▶ _CONSIGNES_:
[1] Pour chaque affirmation, dites si elle concorde avec l'éditorial sur Jair Bolsonaro. Répondez par oui ou non, et citez les mots du texte qui tranchent. (a) Sergio Moro quitte le gouvernement avec 60 % d'opinions favorables. (b) Jair Bolsonaro a renvoyé son ministre de la Justice. (c) Le 19 avril, Jair Bolsonaro a manifesté pour un coup d'État militaire.
[2] Écrivez la suite de l'éditorial sur Jair Bolsonaro, à partir de sa dernière phrase.

▶ _TEXTE FOURNI_:
━━━

Édito

Un bateau ivre dans la tempête

Un bateau ivre dans la tempête
Le 19 avril, Jair Bolsonaro est sorti de son palais pour manifester en faveur d’un coup d’Etat militaire lui conférant les pleins pouvoirs. Keystone
Brésil

Jair Bolsonaro survivra-t-il au coronavirus? La question se pose sérieusement tant les tuiles se succèdent pour le président ultraconservateur depuis l’arrivée de la pandémie au Brésil. Privé coup sur coup de ses deux ministres les plus populaires, M. Bolsonaro affronte les tempêtes sanitaires et économiques avec une cote en berne et la justice à l’affût. Aux abois, craignant de devoir bientôt assumer la responsabilité d’une catastrophe humanitaire, le chef de l’Etat cherche son salut dans la fuite en avant. Au point qu’on l’a vu sortir de son Palais, le 19 avril, pour manifester en faveur d’un coup d’Etat militaire lui conférant les pleins pouvoirs. Surréaliste!

La démission vendredi de Sergio Moro, son ministre de la Justice, clôt un cycle. L’ancien juge anticorruption réagissait au limogeage du chef de la Police fédérale par un Jair Bolsonaro inquiet des enquêtes menées contre les officines de propagande dirigées par l’un de ses fils. L’occasion était belle pour Sergio Moro de quitter le bateau avec 60% d’opinions favorables et une image pas trop salie par sa collaboration avec le pouvoir en place.

━━━

▶ _DONNÉES EXTRAITES_:
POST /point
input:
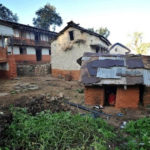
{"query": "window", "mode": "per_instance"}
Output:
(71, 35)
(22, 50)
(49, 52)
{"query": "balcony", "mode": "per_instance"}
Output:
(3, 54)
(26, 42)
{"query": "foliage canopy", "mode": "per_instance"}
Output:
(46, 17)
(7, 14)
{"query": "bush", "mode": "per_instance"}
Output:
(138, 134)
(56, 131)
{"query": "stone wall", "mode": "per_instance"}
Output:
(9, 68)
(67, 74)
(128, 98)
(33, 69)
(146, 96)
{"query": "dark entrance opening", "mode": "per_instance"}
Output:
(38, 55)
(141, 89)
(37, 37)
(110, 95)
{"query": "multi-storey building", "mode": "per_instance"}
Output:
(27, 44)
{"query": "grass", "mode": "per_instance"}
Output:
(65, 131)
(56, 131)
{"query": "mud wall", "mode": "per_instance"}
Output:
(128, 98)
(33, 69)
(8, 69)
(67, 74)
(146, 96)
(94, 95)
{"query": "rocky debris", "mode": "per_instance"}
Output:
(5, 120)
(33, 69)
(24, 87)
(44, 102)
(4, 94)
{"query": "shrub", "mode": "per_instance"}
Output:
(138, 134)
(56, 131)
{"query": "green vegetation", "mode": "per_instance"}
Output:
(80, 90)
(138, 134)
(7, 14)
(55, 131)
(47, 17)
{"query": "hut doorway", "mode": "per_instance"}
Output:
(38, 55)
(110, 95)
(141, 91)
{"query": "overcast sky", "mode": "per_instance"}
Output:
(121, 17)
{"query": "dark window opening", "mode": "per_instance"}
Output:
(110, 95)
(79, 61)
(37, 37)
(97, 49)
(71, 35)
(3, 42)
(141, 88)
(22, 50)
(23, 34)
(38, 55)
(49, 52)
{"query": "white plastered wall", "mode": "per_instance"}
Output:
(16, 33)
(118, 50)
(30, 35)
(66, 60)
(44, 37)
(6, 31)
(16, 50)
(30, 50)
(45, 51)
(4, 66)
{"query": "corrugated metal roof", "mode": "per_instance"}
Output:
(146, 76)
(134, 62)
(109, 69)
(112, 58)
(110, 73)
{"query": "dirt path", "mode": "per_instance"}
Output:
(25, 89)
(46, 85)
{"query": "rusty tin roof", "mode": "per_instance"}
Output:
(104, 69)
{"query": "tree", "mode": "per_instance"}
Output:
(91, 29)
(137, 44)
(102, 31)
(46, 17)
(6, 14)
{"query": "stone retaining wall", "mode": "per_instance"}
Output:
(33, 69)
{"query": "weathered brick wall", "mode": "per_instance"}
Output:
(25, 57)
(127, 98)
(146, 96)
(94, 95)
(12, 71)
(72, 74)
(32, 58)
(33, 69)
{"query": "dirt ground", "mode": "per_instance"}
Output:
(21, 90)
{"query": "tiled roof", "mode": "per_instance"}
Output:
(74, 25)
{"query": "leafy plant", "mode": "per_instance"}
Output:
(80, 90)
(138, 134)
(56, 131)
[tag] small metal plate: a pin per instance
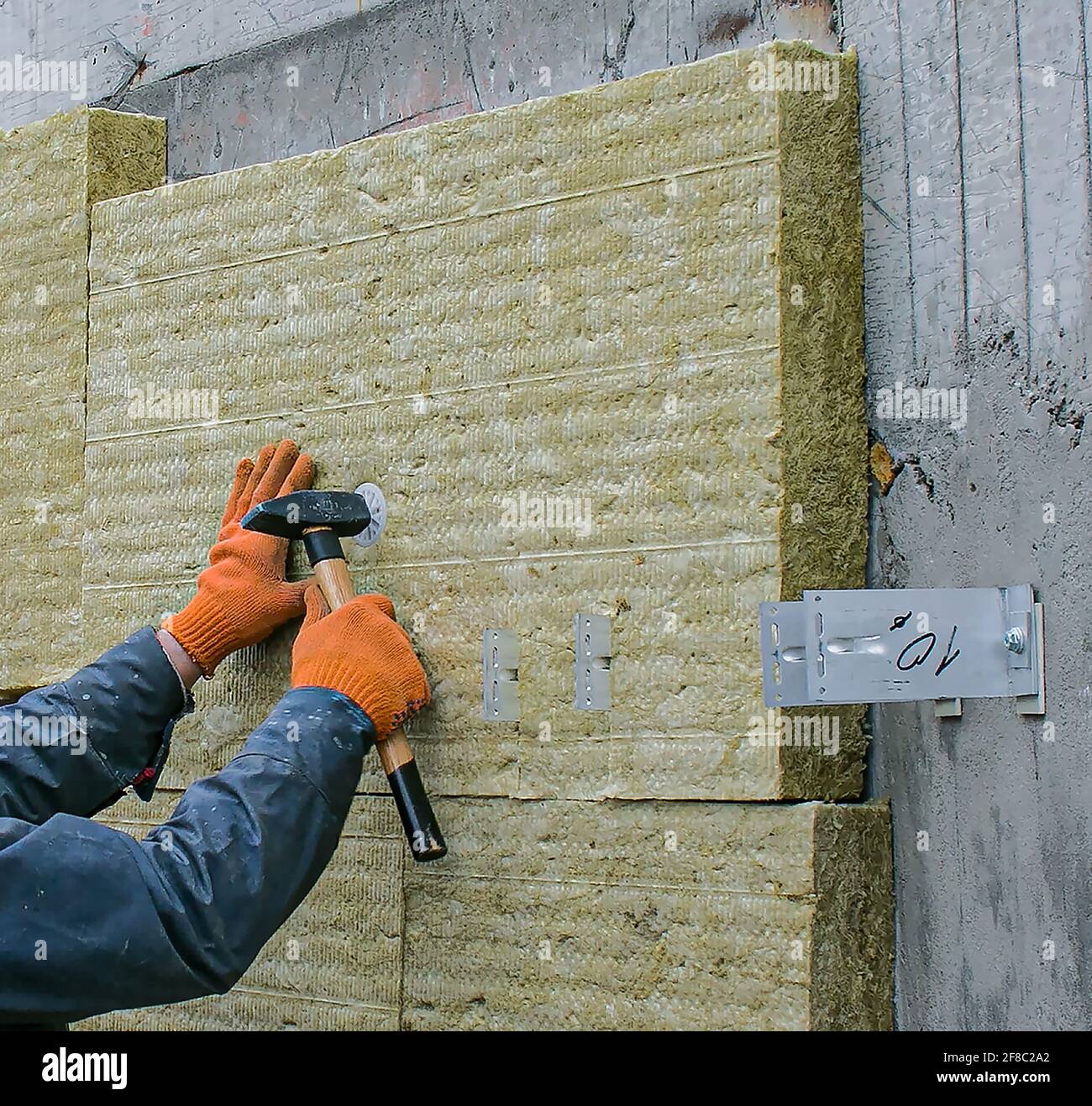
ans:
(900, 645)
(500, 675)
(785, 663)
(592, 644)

━━━

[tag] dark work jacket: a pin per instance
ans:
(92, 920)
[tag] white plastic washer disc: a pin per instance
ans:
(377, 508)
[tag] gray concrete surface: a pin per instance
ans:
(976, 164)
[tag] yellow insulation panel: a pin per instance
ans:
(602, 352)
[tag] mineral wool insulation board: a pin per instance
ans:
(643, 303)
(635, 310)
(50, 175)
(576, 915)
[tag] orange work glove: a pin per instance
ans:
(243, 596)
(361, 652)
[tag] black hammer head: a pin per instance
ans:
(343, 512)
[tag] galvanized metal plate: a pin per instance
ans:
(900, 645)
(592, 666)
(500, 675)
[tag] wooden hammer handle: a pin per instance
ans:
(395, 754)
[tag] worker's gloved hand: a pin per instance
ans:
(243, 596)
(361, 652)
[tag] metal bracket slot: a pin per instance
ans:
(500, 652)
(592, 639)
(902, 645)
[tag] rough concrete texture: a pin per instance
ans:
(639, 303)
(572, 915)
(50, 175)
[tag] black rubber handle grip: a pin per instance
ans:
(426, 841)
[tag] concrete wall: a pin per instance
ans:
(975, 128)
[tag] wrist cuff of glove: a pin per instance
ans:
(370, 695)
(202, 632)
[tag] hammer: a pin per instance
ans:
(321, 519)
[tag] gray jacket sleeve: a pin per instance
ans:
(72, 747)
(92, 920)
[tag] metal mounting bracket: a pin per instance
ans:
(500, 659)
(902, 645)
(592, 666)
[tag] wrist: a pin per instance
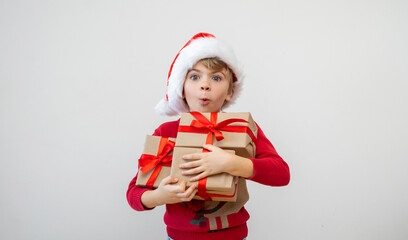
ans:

━━━

▶ _RÉPONSES_:
[1]
(a) Oui : « L’occasion était belle pour Sergio Moro de quitter le bateau avec 60% d’opinions favorables ».
(b) Non : « La démission vendredi de Sergio Moro, son ministre de la Justice ».
(c) Oui : « Le 19 avril, Jair Bolsonaro est sorti de son palais pour manifester en faveur d’un coup d’Etat militaire ».

[2]
La fuite de Moro symbolise le fossé qui s’est creusé entre le président et cette partie de l’establishment brésilien qui avait misé en 2018 sur le leader populiste pour se débarrasser du Parti des travailleurs. Et qui prend aujourd’hui conscience de l’échec de son expérimentation. Sans les enquêtes à charge de Sergio Moro contre Lula, Jair Bolsonaro ne serait sans doute pas devenu président. Sans le soutien de cette frange de la droite, fortement implantée dans l’appareil judiciaire, on n’est pas sûr qu’il le restera longtemps.

Injustice suprême, même le patronat – qu’il a pourtant si bien servi – semble lâcher M. Bolsonaro. Avide d’une politique de relance, il mise désormais sur le général Braga Netto, pourtant chef de cabinet de Bolsonaro, pour mener à bien un plan d’investissements publics à l’insu du président et de son ministre de l’Economie, l’ultralibéral Paulo Guedes…

Le discrédit et les enquêtes judiciaires risquent toutefois d’être insuffisants pour envoyer dès aujourd’hui Jair Bolsonaro aux poubelles de l’histoire. L’absence de perspectives offertes par Hamilton Mourao, le vice-président et clone de Bolsonaro, devrait fermer la piste d’un impeachment. Sans oublier que les nombreuses forces politiques corrompues qui siègent à Brasilia n’ont pas à se plaindre du gouvernement.

Il est donc plus probable que le Brésil doive affronter les périls de ce temps dans la confusion politique, tributaire d’un capitaine en perdition.